▶ [TASK OBJECTIVE]: Reproduce the whole listing, character for character.

──────── RECORDS FOR THE TASK

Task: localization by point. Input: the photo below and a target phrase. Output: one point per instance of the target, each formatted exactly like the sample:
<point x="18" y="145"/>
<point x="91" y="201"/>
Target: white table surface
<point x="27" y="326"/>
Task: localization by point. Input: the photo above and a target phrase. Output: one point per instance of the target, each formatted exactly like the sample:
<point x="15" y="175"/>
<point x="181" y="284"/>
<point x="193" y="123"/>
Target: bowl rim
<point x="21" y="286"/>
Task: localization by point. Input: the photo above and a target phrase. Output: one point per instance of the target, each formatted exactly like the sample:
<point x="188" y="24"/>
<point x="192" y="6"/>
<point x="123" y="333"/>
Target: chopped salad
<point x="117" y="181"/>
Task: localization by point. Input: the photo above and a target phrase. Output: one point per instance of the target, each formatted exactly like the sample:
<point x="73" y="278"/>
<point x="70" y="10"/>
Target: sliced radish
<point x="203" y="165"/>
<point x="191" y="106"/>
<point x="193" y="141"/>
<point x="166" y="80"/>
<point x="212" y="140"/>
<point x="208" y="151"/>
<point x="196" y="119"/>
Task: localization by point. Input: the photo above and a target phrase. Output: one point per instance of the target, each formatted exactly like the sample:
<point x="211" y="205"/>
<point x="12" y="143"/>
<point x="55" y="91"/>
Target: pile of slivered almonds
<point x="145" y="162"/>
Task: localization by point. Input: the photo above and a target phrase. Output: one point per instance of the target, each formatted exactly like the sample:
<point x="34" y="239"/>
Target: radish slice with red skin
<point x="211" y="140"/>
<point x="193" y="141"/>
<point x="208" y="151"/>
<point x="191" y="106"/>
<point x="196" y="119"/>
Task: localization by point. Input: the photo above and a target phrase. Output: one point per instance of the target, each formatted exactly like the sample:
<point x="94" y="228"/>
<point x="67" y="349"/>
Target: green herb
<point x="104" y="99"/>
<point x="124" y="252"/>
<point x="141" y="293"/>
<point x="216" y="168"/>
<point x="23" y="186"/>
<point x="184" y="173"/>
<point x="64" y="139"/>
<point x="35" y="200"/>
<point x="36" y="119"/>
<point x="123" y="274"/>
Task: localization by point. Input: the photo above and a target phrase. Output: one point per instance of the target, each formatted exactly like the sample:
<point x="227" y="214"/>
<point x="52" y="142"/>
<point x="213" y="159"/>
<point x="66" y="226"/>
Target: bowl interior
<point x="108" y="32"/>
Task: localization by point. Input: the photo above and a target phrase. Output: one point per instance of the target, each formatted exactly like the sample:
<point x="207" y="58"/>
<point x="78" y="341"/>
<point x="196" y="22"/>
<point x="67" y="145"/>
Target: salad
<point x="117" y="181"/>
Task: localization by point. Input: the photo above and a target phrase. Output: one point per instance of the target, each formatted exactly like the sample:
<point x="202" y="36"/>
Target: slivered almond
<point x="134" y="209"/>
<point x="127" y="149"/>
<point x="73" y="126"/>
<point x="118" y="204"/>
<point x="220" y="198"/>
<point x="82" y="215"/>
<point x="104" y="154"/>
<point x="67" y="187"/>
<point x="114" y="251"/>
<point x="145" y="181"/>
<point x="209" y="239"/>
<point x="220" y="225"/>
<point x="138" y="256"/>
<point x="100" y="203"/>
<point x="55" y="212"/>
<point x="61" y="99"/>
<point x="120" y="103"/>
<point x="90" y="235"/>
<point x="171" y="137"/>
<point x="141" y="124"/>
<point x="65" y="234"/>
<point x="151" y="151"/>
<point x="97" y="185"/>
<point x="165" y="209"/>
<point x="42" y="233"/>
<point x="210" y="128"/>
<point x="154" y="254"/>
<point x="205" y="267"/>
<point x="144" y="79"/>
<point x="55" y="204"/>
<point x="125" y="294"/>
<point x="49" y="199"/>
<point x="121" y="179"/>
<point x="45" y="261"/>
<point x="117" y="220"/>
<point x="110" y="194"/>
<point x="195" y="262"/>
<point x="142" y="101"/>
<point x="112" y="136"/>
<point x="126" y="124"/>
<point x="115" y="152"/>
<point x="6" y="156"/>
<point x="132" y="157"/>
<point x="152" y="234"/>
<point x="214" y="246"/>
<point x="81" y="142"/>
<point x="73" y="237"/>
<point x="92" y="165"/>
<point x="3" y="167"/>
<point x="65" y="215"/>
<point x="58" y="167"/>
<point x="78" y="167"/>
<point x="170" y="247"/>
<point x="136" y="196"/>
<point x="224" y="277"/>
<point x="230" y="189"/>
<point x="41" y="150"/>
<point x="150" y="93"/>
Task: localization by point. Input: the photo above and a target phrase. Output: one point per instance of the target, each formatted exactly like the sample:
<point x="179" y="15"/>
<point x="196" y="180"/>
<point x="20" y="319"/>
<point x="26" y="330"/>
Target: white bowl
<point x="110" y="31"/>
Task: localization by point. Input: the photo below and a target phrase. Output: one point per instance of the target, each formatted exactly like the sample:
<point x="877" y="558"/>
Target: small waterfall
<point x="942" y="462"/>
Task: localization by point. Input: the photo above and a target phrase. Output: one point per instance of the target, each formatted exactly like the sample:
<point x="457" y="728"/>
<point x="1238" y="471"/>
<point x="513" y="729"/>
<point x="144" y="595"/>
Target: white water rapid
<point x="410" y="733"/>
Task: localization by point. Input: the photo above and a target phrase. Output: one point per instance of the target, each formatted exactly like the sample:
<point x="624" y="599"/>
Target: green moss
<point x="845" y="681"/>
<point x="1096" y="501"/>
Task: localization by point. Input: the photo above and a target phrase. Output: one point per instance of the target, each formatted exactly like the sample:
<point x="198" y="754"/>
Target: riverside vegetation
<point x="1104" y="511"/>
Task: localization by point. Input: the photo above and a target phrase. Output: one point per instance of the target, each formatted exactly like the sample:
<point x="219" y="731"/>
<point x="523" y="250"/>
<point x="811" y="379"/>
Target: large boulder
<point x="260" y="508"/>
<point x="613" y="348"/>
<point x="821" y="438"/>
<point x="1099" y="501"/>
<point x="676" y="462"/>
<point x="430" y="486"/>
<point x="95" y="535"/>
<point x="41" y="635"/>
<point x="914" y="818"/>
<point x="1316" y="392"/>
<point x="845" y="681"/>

────────────────

▶ [COMPLETED TASK]:
Task: localization by point. Input: the photo below and a target phrase. Output: one point per instance of the target, each formatted exactly like the sample:
<point x="18" y="145"/>
<point x="91" y="201"/>
Target: white table surface
<point x="27" y="326"/>
Task: localization by point. Input: the photo above and a target phrase. Output: one point per instance of the target, each formatted exactly like the sample:
<point x="15" y="175"/>
<point x="181" y="284"/>
<point x="193" y="123"/>
Target: bowl rim
<point x="21" y="286"/>
Task: localization by point. Input: the photo above and a target phrase. Output: one point per instance of the target, each formatted exactly like the sample:
<point x="188" y="24"/>
<point x="192" y="6"/>
<point x="123" y="333"/>
Target: chopped salad
<point x="117" y="181"/>
Task: localization by point. Input: the photo above and a target phrase. Output: one point per instance of the target, each formatted exactly like the sample:
<point x="73" y="278"/>
<point x="70" y="10"/>
Target: sliced radish
<point x="203" y="165"/>
<point x="191" y="106"/>
<point x="193" y="141"/>
<point x="166" y="80"/>
<point x="212" y="140"/>
<point x="208" y="151"/>
<point x="196" y="119"/>
Task: localization by point. Input: the photo above and a target phrase. Output: one point per instance of the target, each formatted exactly like the sample:
<point x="211" y="205"/>
<point x="12" y="143"/>
<point x="55" y="91"/>
Target: pile of slivered almonds
<point x="145" y="162"/>
Task: localization by point. Input: the photo above and a target phrase. Output: one point per instance of the target, each formatted exactly like the sample:
<point x="34" y="239"/>
Target: radish slice with red skin
<point x="211" y="140"/>
<point x="193" y="141"/>
<point x="208" y="151"/>
<point x="191" y="106"/>
<point x="196" y="119"/>
Task: localization by point. Input: the photo above and a target phrase. Output: one point per instance of the target, each formatted exactly like the sample:
<point x="94" y="228"/>
<point x="67" y="349"/>
Target: green herb
<point x="104" y="99"/>
<point x="124" y="252"/>
<point x="141" y="293"/>
<point x="216" y="168"/>
<point x="23" y="186"/>
<point x="184" y="173"/>
<point x="64" y="139"/>
<point x="35" y="200"/>
<point x="36" y="119"/>
<point x="123" y="274"/>
Task: localization by point. Input: the photo above and a target phrase. Output: one point per instance of the target, each formatted exactly like the sample:
<point x="227" y="214"/>
<point x="52" y="142"/>
<point x="213" y="159"/>
<point x="66" y="226"/>
Target: bowl interior
<point x="108" y="32"/>
Task: localization by point. Input: the photo above and a target phrase. Output: one point per instance of the target, each formatted exactly like the sample:
<point x="207" y="58"/>
<point x="78" y="341"/>
<point x="196" y="22"/>
<point x="67" y="145"/>
Target: salad
<point x="117" y="181"/>
Task: localization by point. Input: the photo above and a target phrase. Output: one point per instance of the target, each formatted exactly like the sample:
<point x="202" y="36"/>
Target: slivered almond
<point x="134" y="209"/>
<point x="127" y="149"/>
<point x="73" y="126"/>
<point x="118" y="204"/>
<point x="220" y="198"/>
<point x="82" y="215"/>
<point x="104" y="154"/>
<point x="67" y="187"/>
<point x="114" y="251"/>
<point x="145" y="181"/>
<point x="209" y="239"/>
<point x="220" y="225"/>
<point x="138" y="256"/>
<point x="100" y="203"/>
<point x="55" y="212"/>
<point x="61" y="99"/>
<point x="120" y="103"/>
<point x="90" y="235"/>
<point x="171" y="137"/>
<point x="141" y="124"/>
<point x="65" y="234"/>
<point x="151" y="151"/>
<point x="97" y="185"/>
<point x="165" y="209"/>
<point x="42" y="233"/>
<point x="210" y="128"/>
<point x="154" y="254"/>
<point x="205" y="267"/>
<point x="144" y="79"/>
<point x="55" y="204"/>
<point x="125" y="294"/>
<point x="49" y="199"/>
<point x="121" y="179"/>
<point x="45" y="261"/>
<point x="117" y="220"/>
<point x="110" y="194"/>
<point x="195" y="262"/>
<point x="142" y="101"/>
<point x="112" y="136"/>
<point x="126" y="124"/>
<point x="115" y="152"/>
<point x="6" y="156"/>
<point x="132" y="157"/>
<point x="152" y="234"/>
<point x="214" y="246"/>
<point x="81" y="142"/>
<point x="73" y="237"/>
<point x="92" y="165"/>
<point x="3" y="167"/>
<point x="65" y="215"/>
<point x="58" y="167"/>
<point x="78" y="167"/>
<point x="170" y="247"/>
<point x="136" y="196"/>
<point x="224" y="277"/>
<point x="230" y="189"/>
<point x="41" y="150"/>
<point x="150" y="93"/>
Task: localization by point. Input: the photo above and a target phrase. Output: one point per instance of the target, each formatted exactly like the sample:
<point x="179" y="15"/>
<point x="196" y="180"/>
<point x="20" y="319"/>
<point x="26" y="330"/>
Target: white bowl
<point x="110" y="31"/>
Task: localization by point. Input: the photo below and a target phrase. Output: one point per instance of the target, each formatted exactly like the sample:
<point x="877" y="558"/>
Target: small waterfall
<point x="942" y="462"/>
Task: localization by point. Input: the photo above and a target phrase. Output: one point per instance of the target, each formatted exactly like the sample:
<point x="457" y="728"/>
<point x="1238" y="471"/>
<point x="513" y="729"/>
<point x="144" y="595"/>
Target: white water rapid
<point x="410" y="733"/>
Task: localization by point. Input: the photo above and a target phrase. Output: one point per instance of the target, each formatted exactly like the sample:
<point x="624" y="599"/>
Target: green moss
<point x="845" y="681"/>
<point x="1096" y="501"/>
Task: localization by point. Input: the photo above and a target phrase. Output: one point per instance of the target, each formatted exactly like the sample:
<point x="198" y="754"/>
Target: riverside vegetation
<point x="1104" y="511"/>
Task: localization by point. Input: the photo above and a target phrase. Output: one point per instance of the target, each formatted exactly like the sample:
<point x="219" y="731"/>
<point x="523" y="250"/>
<point x="811" y="379"/>
Target: large boulder
<point x="260" y="508"/>
<point x="613" y="348"/>
<point x="821" y="438"/>
<point x="1099" y="501"/>
<point x="676" y="462"/>
<point x="430" y="486"/>
<point x="95" y="535"/>
<point x="41" y="635"/>
<point x="914" y="818"/>
<point x="1316" y="392"/>
<point x="845" y="681"/>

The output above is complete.